> DIRECTIONS FOR THIS TASK: Copy the records below word for word. Stop after the line that contains "point(53, 77)".

======== EXTRACTED MATERIAL ========

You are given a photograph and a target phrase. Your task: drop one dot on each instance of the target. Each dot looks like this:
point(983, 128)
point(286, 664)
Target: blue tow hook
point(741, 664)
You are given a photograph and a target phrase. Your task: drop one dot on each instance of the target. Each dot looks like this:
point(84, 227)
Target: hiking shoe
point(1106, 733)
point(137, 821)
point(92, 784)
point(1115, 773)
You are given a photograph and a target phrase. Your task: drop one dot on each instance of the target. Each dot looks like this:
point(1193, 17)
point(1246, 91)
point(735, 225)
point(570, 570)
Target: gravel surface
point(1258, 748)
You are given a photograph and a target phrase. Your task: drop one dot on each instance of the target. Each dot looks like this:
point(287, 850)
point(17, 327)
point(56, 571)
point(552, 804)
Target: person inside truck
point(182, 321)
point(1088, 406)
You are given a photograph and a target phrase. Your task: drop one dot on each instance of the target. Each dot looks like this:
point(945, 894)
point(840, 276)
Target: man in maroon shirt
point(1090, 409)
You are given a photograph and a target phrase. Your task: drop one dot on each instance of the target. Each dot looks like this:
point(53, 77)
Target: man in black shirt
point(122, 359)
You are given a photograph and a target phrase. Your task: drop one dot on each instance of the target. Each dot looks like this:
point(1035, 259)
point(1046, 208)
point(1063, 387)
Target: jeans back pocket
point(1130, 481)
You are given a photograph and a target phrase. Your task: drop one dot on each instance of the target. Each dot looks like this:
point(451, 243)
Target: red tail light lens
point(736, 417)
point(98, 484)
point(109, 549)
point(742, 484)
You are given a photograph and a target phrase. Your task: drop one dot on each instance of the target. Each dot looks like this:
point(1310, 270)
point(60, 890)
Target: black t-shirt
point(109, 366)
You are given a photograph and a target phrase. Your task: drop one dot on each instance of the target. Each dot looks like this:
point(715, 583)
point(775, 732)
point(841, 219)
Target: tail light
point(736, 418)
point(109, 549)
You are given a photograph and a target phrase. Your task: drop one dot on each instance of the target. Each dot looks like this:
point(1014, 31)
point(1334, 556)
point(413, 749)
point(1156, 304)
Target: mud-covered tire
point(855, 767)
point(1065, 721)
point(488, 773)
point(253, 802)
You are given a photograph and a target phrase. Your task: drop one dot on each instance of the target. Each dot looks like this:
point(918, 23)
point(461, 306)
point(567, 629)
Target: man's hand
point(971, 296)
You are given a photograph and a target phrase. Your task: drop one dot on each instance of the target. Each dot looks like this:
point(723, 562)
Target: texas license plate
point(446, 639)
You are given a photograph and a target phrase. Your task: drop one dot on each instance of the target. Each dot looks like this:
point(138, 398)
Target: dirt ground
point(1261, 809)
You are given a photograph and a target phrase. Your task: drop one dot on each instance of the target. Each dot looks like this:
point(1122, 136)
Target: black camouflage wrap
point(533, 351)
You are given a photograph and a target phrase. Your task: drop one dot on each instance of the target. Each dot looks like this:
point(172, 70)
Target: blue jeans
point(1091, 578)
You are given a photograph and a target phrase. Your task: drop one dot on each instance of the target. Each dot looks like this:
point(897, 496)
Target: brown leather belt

========

> EXERCISE SOLUTION:
You are given a photograph and a target phrase. Your task: drop one dot on each instance of the target. Each dot looks like this:
point(983, 128)
point(286, 664)
Target: blue tow hook
point(741, 664)
You are given a photograph and a target phrase. Your task: drop one dot on each instance of the target. Each dot looks like this:
point(84, 227)
Target: hiking shoe
point(1106, 733)
point(137, 821)
point(92, 784)
point(1115, 773)
You are given a photograph and a target phrase. Your task: drop one dot on each instance of the target. Each dot looks like this:
point(1193, 17)
point(1246, 91)
point(735, 225)
point(570, 570)
Target: gravel surface
point(1258, 748)
You are given a photograph and a target phrase. Your task: drop one dot on each instance of the target. Each dot looks like this:
point(287, 850)
point(17, 327)
point(56, 571)
point(552, 804)
Target: person inside truck
point(182, 321)
point(1088, 406)
You are given a photograph and a target phrase. Your task: drop one dot on each instance of the target. Each dot looks like this:
point(945, 894)
point(840, 276)
Target: man in maroon shirt
point(1090, 409)
You are given a photograph and a target phrase. Your task: drop one dot on each instance of the target. Each dot looks like this:
point(53, 77)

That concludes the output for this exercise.